● TRY IT
Find out how many lines of the listing below include "post" and report only that number.

● THE RECORDS
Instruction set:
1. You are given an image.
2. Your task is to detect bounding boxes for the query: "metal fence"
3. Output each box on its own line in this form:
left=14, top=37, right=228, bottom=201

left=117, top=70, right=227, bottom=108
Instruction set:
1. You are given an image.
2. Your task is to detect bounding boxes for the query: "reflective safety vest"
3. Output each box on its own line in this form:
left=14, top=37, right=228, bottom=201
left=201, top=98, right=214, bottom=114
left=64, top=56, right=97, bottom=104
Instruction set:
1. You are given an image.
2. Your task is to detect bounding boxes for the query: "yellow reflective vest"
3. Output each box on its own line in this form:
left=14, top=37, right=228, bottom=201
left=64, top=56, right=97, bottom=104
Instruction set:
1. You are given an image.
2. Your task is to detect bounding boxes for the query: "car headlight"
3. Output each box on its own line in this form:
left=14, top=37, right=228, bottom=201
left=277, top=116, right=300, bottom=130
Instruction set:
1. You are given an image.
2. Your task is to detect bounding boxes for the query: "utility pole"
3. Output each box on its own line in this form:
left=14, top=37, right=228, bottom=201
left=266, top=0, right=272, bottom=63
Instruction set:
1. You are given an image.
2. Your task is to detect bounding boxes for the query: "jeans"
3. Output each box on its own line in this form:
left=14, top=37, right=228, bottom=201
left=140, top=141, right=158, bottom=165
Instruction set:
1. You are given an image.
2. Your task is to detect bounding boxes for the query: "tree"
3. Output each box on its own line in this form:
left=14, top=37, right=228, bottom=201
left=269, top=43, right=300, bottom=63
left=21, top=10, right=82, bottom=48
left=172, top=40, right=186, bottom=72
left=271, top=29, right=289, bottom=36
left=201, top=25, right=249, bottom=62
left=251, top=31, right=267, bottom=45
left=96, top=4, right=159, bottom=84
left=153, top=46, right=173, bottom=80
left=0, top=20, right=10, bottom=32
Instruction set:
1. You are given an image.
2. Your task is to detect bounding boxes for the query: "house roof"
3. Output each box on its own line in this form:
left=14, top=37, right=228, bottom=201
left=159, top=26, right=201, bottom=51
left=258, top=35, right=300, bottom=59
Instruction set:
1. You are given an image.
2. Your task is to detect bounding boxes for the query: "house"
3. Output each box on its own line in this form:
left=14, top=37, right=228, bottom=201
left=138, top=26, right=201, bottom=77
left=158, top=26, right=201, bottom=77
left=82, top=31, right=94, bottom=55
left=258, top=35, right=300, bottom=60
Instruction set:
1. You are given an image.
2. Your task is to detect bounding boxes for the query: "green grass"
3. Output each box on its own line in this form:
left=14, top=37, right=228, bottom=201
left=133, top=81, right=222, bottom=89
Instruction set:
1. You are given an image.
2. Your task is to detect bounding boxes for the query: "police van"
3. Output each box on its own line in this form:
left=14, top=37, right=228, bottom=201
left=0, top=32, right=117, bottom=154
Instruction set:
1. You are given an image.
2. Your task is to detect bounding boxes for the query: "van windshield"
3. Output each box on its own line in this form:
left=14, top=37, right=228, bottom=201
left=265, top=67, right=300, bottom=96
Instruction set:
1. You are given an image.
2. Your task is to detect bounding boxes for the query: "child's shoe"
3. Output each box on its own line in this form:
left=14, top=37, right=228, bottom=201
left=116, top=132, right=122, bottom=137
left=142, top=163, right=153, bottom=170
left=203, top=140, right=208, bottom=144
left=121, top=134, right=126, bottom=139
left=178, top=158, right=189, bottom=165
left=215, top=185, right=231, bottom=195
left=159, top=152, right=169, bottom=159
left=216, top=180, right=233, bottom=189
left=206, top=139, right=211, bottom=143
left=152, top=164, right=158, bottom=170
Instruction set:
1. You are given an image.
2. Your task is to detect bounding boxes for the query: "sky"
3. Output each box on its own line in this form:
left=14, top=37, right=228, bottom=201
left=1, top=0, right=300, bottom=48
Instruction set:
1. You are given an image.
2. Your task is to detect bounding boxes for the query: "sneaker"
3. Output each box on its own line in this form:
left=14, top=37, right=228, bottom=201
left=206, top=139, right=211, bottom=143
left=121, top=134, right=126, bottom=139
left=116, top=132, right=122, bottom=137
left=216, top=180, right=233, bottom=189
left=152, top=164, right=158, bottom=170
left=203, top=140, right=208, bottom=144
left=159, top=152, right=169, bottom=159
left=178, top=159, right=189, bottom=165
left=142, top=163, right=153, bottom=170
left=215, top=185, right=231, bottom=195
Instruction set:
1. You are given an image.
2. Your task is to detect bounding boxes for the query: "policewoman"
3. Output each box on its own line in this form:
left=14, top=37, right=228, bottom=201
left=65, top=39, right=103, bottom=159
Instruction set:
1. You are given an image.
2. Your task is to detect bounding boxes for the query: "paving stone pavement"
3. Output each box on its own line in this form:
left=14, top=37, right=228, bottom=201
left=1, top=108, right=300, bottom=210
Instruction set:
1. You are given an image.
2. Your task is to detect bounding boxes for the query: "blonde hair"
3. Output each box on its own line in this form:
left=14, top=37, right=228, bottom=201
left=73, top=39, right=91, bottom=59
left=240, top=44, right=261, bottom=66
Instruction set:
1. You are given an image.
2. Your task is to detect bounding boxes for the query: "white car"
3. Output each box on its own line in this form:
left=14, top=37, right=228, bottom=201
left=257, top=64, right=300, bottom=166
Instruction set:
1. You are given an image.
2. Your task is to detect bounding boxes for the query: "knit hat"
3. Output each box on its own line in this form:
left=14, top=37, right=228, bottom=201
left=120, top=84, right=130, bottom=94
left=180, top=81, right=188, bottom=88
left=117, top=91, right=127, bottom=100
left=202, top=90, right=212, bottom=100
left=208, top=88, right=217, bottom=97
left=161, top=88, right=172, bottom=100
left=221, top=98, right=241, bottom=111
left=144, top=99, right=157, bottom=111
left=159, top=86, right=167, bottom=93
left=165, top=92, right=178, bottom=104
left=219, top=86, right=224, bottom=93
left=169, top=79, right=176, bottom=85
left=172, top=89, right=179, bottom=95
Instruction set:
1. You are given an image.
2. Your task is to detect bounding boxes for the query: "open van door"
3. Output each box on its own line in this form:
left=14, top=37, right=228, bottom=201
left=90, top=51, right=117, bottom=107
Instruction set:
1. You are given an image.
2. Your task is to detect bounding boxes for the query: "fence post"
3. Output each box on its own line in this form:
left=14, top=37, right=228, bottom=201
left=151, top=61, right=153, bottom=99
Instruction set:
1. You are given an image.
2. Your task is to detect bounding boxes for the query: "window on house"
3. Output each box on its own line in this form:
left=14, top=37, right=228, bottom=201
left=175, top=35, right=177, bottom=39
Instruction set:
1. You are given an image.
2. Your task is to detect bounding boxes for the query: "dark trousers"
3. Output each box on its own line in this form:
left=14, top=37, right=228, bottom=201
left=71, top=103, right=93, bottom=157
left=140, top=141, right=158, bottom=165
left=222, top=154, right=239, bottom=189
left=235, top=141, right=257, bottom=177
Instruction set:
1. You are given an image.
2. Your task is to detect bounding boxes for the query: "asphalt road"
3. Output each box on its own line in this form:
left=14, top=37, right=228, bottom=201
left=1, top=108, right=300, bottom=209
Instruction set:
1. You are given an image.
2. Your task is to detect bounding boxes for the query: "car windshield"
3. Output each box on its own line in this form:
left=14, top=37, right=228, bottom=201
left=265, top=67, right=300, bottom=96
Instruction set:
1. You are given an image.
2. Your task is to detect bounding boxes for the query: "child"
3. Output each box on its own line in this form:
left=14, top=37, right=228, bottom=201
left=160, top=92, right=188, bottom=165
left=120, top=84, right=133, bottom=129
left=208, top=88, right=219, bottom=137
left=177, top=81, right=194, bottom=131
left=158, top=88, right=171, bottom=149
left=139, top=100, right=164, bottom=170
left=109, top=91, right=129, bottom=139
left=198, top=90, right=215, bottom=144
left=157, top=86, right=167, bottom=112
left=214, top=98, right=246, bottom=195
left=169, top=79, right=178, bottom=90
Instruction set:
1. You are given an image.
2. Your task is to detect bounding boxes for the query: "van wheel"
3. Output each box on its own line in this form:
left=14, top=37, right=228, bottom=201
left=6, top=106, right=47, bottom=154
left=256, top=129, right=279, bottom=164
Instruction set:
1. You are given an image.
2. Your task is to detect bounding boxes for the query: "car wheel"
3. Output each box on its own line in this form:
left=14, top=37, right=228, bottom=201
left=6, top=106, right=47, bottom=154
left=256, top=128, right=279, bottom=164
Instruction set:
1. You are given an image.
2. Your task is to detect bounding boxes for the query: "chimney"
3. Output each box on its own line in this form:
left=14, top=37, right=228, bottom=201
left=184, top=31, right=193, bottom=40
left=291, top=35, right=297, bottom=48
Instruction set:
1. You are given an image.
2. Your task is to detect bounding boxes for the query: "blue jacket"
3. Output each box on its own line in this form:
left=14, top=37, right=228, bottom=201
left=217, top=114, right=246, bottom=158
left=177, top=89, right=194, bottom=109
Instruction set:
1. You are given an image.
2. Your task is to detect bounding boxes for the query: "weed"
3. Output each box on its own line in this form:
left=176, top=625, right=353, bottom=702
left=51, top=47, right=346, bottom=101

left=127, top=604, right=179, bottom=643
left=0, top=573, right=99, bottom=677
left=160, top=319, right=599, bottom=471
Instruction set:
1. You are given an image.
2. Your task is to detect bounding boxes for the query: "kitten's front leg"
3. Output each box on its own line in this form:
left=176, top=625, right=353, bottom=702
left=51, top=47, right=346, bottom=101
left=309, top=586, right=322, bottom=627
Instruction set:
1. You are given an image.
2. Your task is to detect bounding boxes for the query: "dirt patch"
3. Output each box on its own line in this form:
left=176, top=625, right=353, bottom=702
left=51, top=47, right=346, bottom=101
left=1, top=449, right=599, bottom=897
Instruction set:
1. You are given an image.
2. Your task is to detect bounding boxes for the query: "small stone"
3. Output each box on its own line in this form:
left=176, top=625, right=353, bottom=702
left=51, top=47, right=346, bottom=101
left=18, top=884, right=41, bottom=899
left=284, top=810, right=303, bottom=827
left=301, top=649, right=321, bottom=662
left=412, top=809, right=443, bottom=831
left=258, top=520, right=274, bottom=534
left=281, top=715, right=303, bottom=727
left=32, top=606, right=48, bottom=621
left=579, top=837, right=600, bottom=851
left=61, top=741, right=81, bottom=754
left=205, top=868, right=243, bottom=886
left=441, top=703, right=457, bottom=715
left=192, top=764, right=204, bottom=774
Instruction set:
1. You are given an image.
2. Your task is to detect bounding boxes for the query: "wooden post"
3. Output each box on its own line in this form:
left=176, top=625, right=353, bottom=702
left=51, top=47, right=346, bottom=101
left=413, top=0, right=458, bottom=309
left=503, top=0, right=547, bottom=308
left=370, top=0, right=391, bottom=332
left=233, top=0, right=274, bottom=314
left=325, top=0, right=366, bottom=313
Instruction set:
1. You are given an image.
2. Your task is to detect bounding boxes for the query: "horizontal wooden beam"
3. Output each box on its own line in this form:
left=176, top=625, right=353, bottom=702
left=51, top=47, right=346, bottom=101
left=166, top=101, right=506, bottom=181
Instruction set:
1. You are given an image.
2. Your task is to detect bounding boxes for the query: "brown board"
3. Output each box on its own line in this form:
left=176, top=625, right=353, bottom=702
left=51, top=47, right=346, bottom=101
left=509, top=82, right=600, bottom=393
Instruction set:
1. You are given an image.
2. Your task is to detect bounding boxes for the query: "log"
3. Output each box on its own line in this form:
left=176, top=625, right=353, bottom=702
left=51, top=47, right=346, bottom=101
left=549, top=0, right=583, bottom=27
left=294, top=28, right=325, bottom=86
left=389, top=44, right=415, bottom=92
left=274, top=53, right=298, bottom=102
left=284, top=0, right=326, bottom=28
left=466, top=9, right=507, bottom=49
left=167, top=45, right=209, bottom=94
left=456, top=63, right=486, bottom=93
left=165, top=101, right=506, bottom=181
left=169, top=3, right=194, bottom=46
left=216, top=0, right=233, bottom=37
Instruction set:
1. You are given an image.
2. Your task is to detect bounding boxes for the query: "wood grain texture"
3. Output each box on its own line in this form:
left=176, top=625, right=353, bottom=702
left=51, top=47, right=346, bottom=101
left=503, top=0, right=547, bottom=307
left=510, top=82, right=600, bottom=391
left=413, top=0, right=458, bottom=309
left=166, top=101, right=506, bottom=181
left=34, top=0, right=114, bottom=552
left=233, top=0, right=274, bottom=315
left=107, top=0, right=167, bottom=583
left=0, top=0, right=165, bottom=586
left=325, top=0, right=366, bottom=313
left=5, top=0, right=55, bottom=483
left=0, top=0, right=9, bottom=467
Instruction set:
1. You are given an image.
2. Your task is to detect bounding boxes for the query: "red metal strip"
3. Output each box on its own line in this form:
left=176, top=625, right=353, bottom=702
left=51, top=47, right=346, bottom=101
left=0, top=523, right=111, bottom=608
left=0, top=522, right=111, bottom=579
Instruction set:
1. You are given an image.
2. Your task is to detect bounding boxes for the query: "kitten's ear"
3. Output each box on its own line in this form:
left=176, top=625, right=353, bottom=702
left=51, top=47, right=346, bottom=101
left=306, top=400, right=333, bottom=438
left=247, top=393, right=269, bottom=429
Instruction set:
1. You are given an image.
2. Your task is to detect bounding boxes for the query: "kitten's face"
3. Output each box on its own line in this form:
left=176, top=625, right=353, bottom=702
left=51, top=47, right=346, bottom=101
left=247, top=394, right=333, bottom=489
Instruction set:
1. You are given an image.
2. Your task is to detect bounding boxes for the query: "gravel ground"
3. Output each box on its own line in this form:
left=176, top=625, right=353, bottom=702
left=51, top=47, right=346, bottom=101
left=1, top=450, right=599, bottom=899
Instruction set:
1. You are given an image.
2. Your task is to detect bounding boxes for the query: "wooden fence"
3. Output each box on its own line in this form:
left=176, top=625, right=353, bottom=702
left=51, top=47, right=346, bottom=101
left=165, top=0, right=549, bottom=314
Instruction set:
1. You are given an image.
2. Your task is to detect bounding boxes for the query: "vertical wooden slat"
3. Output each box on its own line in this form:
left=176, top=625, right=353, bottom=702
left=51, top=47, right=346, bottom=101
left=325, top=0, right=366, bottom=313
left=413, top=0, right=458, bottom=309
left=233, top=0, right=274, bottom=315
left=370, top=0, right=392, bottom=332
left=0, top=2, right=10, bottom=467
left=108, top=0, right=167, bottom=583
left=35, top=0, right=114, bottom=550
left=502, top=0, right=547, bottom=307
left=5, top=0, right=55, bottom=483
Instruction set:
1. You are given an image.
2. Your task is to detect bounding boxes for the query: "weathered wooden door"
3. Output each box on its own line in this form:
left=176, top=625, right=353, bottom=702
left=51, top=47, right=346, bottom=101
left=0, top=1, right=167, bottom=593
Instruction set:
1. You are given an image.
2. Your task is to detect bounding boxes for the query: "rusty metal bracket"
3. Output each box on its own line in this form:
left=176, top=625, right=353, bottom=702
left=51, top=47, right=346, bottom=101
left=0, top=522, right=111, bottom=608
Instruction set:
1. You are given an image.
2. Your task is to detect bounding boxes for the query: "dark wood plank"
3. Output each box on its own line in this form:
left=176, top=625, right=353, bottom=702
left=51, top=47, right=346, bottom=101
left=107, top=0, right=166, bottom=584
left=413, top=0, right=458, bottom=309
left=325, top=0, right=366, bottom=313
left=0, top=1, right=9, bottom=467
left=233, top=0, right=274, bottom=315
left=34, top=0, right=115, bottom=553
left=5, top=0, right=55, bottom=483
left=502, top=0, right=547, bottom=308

● COMPLETED TASK
2